- _Exercise_:
Take the lines below beginning at the line that has "Target: cat's head" and stopping after the line that has "out the patterned", and print them exactly as they are, with no other lines.

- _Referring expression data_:
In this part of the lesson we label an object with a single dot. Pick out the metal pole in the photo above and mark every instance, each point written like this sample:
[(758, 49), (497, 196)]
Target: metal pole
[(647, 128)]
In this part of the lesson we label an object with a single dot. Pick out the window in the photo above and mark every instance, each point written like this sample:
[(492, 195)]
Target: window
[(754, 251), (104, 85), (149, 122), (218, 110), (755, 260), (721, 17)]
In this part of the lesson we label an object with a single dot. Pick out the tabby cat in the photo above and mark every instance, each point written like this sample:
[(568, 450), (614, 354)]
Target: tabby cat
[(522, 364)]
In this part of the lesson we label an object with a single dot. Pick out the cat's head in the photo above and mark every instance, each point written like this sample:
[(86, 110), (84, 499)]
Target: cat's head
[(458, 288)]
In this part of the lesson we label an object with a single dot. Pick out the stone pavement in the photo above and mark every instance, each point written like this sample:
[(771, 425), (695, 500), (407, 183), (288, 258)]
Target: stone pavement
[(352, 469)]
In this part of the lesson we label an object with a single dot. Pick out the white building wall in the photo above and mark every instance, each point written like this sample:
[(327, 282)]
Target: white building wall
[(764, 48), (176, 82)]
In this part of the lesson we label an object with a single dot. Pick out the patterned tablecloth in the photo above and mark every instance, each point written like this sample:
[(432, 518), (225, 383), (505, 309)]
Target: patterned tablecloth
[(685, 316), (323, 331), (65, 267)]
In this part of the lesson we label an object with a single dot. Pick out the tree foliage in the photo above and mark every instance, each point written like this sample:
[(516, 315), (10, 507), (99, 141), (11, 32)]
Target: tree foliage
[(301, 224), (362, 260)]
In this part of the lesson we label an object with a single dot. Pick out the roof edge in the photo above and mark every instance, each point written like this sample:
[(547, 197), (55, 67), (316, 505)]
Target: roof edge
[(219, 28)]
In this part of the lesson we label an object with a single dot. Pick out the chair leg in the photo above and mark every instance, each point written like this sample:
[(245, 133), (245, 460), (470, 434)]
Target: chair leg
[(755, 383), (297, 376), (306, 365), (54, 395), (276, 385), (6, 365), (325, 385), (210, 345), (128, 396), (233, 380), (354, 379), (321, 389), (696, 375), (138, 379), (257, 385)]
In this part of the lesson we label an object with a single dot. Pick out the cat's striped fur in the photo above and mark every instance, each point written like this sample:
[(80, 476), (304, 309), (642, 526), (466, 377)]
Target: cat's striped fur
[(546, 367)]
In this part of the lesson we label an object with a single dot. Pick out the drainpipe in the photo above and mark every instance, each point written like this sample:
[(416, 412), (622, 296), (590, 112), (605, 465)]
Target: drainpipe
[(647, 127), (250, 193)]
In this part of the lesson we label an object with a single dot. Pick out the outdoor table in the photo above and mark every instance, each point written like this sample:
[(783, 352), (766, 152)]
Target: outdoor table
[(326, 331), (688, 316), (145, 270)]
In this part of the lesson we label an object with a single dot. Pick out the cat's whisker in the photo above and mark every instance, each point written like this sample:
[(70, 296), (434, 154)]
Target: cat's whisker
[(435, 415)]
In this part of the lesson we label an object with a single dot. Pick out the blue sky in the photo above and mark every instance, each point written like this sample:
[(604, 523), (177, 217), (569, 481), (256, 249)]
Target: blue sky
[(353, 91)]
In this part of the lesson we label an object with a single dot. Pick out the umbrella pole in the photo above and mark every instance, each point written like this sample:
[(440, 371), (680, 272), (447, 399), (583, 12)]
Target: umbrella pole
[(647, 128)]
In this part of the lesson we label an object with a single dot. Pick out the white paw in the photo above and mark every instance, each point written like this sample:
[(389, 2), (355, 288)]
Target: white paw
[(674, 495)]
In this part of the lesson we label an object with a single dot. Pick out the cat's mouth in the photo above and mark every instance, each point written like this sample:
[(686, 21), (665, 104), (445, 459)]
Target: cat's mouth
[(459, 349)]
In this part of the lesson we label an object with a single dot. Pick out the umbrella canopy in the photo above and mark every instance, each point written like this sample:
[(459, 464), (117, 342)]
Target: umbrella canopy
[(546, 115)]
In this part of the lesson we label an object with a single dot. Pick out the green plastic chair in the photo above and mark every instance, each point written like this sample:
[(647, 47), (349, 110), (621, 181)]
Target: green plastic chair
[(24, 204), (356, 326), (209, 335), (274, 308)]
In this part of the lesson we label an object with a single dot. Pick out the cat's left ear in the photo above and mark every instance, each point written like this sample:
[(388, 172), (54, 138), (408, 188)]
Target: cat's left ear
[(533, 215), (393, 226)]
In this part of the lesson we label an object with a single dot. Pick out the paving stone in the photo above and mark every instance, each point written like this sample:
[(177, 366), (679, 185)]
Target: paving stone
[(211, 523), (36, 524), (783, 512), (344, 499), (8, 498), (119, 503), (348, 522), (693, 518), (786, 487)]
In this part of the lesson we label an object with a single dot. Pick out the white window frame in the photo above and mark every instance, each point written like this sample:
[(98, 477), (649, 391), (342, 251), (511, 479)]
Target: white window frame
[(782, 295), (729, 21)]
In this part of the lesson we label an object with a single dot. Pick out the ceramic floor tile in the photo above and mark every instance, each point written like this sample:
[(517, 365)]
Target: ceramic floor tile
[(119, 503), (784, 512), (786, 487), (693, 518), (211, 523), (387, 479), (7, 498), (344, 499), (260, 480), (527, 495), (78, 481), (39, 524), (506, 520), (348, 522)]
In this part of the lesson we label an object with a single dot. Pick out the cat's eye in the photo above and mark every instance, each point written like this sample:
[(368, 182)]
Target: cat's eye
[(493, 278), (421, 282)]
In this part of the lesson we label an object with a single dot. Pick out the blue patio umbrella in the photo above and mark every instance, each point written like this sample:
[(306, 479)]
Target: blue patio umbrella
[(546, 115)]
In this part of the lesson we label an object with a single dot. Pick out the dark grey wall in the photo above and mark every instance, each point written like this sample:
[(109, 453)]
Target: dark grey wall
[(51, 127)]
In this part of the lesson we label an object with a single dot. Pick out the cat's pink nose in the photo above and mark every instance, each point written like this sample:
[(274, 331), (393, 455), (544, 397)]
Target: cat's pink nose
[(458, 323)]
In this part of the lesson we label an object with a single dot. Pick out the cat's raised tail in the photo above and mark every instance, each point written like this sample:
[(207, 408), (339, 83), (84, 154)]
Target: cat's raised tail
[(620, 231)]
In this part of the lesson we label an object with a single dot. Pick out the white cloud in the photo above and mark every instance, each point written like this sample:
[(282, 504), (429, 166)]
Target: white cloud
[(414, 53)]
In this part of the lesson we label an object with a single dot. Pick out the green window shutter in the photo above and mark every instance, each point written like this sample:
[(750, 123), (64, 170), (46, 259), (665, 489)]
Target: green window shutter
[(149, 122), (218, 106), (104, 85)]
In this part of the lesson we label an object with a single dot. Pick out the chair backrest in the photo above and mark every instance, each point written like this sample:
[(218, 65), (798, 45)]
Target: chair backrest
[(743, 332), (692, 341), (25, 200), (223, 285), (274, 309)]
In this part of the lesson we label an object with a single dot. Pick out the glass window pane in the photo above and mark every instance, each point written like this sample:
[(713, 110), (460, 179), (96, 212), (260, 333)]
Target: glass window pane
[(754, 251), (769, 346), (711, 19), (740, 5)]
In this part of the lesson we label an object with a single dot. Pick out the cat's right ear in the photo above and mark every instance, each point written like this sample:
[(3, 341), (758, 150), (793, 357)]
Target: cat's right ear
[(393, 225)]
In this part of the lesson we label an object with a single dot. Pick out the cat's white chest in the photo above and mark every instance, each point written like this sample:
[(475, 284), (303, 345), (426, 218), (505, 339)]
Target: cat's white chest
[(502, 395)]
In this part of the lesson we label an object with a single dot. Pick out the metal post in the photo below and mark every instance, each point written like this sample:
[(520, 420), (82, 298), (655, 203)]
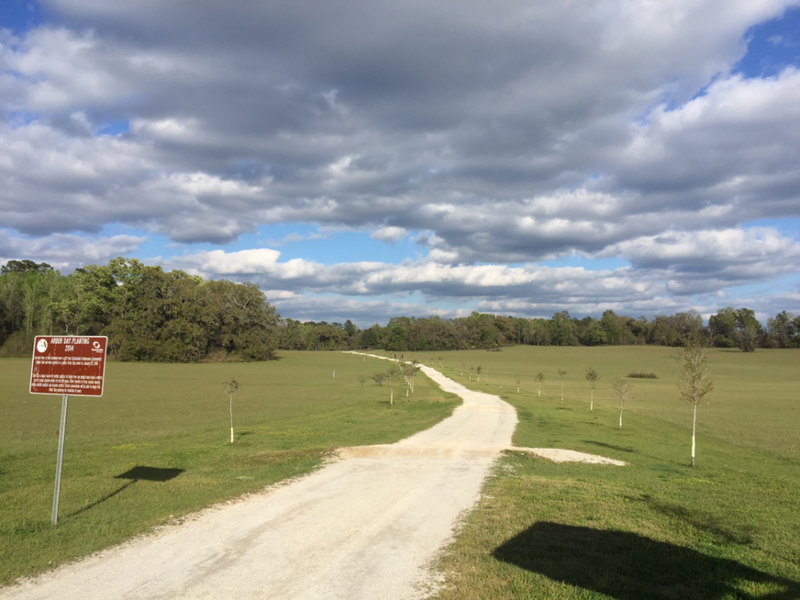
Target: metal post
[(64, 400)]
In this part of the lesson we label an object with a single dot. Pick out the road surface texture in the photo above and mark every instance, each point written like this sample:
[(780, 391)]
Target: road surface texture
[(366, 526)]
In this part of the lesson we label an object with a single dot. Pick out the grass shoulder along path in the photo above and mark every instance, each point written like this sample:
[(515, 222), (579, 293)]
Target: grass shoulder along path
[(729, 528), (156, 446)]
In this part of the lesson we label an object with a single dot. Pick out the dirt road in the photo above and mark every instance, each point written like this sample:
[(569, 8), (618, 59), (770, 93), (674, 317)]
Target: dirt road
[(364, 527)]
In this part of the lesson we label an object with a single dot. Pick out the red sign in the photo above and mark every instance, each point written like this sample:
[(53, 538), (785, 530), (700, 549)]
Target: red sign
[(71, 365)]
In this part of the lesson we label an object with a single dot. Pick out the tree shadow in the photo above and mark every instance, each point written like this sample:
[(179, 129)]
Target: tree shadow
[(699, 520), (149, 474), (135, 474), (609, 446), (627, 566)]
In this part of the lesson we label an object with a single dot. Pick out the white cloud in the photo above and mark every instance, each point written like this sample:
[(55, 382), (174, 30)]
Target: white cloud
[(389, 234), (508, 137)]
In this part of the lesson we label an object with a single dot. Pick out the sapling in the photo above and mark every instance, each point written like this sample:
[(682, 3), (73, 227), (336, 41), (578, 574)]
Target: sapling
[(592, 376), (539, 379), (694, 383), (392, 375), (231, 387), (624, 394)]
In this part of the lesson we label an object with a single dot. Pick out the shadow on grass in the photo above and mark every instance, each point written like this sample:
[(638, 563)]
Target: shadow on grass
[(149, 474), (627, 566), (610, 446), (698, 520), (135, 474)]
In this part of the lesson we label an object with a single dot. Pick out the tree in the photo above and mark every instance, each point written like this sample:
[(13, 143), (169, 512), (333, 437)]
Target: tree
[(392, 377), (623, 391), (231, 387), (539, 379), (592, 376), (694, 382)]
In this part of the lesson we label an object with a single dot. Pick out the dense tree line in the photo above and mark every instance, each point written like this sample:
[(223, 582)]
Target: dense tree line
[(152, 315), (147, 314), (728, 328)]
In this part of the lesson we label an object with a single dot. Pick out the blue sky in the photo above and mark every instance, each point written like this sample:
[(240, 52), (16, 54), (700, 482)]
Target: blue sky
[(368, 161)]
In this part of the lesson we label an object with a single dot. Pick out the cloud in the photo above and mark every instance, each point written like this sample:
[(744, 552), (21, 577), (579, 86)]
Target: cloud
[(67, 251), (615, 129), (389, 234)]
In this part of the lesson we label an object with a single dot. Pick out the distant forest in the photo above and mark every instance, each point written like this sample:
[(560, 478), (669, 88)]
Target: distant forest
[(152, 315)]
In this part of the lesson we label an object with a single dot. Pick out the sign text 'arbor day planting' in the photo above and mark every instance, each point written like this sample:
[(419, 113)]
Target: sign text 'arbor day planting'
[(68, 365)]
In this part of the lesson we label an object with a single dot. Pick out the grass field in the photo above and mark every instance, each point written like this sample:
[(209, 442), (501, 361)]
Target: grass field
[(156, 445), (729, 528)]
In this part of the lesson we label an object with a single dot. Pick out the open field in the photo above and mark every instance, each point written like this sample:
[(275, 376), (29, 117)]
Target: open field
[(730, 528), (156, 446)]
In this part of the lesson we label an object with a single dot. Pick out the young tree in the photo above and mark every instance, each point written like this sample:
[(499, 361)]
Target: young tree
[(624, 394), (539, 379), (592, 376), (694, 383), (231, 387), (392, 377), (562, 373)]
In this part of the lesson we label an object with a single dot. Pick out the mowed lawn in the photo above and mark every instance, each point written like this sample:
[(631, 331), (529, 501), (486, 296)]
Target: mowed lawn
[(157, 446), (729, 528)]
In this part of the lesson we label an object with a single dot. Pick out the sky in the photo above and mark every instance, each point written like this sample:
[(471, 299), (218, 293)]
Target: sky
[(364, 160)]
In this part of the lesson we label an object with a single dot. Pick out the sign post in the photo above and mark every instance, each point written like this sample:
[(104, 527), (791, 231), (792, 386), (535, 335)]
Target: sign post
[(67, 365)]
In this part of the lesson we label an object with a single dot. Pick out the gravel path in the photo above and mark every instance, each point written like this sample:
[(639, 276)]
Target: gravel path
[(364, 527)]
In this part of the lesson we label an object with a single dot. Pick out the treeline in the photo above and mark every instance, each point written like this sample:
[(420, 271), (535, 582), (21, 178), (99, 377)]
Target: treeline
[(152, 315), (728, 328), (147, 314)]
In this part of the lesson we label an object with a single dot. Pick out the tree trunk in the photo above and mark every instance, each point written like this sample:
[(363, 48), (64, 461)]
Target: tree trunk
[(231, 419), (694, 429)]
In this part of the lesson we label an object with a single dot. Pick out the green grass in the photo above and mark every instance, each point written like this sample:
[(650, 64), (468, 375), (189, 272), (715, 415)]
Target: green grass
[(156, 445), (729, 528)]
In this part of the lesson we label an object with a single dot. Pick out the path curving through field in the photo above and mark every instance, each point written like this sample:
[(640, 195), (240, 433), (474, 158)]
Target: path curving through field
[(366, 526)]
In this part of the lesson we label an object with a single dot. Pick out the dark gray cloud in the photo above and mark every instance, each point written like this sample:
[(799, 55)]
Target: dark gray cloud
[(506, 134)]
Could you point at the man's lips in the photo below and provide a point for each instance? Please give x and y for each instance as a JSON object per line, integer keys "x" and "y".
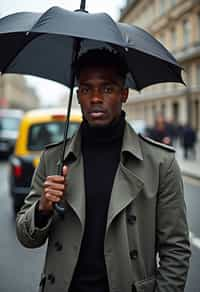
{"x": 97, "y": 113}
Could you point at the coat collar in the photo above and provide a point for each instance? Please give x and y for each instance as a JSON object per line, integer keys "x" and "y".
{"x": 130, "y": 144}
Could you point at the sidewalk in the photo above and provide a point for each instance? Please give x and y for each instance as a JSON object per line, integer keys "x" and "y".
{"x": 190, "y": 168}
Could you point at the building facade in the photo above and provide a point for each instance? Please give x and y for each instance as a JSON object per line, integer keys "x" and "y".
{"x": 176, "y": 24}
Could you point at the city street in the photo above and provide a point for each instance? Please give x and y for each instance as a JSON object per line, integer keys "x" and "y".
{"x": 20, "y": 268}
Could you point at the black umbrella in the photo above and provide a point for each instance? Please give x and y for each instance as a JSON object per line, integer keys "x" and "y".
{"x": 47, "y": 45}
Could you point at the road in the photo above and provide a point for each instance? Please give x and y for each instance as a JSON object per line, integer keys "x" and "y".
{"x": 20, "y": 268}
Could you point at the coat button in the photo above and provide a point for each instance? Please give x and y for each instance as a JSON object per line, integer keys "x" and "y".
{"x": 58, "y": 246}
{"x": 134, "y": 288}
{"x": 51, "y": 278}
{"x": 131, "y": 219}
{"x": 133, "y": 254}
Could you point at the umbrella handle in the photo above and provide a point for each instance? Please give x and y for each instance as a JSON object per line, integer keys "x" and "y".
{"x": 60, "y": 207}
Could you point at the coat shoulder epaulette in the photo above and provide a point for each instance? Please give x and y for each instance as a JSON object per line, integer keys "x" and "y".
{"x": 53, "y": 144}
{"x": 161, "y": 145}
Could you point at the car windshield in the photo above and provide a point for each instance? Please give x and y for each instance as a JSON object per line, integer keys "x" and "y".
{"x": 9, "y": 123}
{"x": 47, "y": 133}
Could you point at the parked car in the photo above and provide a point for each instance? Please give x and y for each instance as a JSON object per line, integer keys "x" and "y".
{"x": 9, "y": 125}
{"x": 139, "y": 126}
{"x": 37, "y": 129}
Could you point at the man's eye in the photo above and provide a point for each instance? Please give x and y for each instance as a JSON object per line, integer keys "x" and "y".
{"x": 108, "y": 89}
{"x": 84, "y": 90}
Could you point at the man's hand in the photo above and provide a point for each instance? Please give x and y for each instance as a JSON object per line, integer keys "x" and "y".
{"x": 53, "y": 191}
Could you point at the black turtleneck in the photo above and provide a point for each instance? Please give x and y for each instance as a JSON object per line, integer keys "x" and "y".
{"x": 101, "y": 154}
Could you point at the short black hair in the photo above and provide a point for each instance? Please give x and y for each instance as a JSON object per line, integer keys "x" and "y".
{"x": 102, "y": 58}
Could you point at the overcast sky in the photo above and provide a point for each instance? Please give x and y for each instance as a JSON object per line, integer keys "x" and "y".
{"x": 43, "y": 86}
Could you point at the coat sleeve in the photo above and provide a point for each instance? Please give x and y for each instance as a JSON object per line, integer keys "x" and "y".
{"x": 28, "y": 234}
{"x": 172, "y": 230}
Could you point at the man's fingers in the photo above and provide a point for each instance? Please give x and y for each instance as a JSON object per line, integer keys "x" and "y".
{"x": 54, "y": 186}
{"x": 65, "y": 170}
{"x": 54, "y": 192}
{"x": 52, "y": 198}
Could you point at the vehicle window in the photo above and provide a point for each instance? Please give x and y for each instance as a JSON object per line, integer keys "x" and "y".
{"x": 47, "y": 133}
{"x": 9, "y": 124}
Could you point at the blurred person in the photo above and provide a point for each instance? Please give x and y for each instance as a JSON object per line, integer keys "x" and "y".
{"x": 123, "y": 194}
{"x": 160, "y": 131}
{"x": 188, "y": 141}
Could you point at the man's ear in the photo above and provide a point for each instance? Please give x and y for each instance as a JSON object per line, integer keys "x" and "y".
{"x": 125, "y": 92}
{"x": 77, "y": 95}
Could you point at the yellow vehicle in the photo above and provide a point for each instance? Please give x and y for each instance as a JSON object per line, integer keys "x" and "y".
{"x": 38, "y": 128}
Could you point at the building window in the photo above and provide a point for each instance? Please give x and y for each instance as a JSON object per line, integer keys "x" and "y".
{"x": 197, "y": 114}
{"x": 173, "y": 2}
{"x": 162, "y": 6}
{"x": 173, "y": 38}
{"x": 175, "y": 110}
{"x": 199, "y": 26}
{"x": 198, "y": 75}
{"x": 186, "y": 33}
{"x": 163, "y": 108}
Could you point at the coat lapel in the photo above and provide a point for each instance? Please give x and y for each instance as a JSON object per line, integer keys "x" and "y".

- _Task response_:
Target: cat's head
[(458, 288)]
In this part of the lesson we label an object with a single dot. Pick out the stone pavement in the photo above and mark every instance, each point written like this sample:
[(771, 425), (695, 500), (407, 183), (288, 258)]
Target: stone pavement
[(352, 469)]
In this part of the lesson we label an object with a single dot. Pick out the white building wall in the photo above and mark every instance, each point written like this sample:
[(327, 282)]
Target: white building wall
[(764, 48), (176, 82)]
In this part of the lesson we label an object with a single dot. Pick out the patterned tablecloth in the photo above and mark every instance, each point written like this sample:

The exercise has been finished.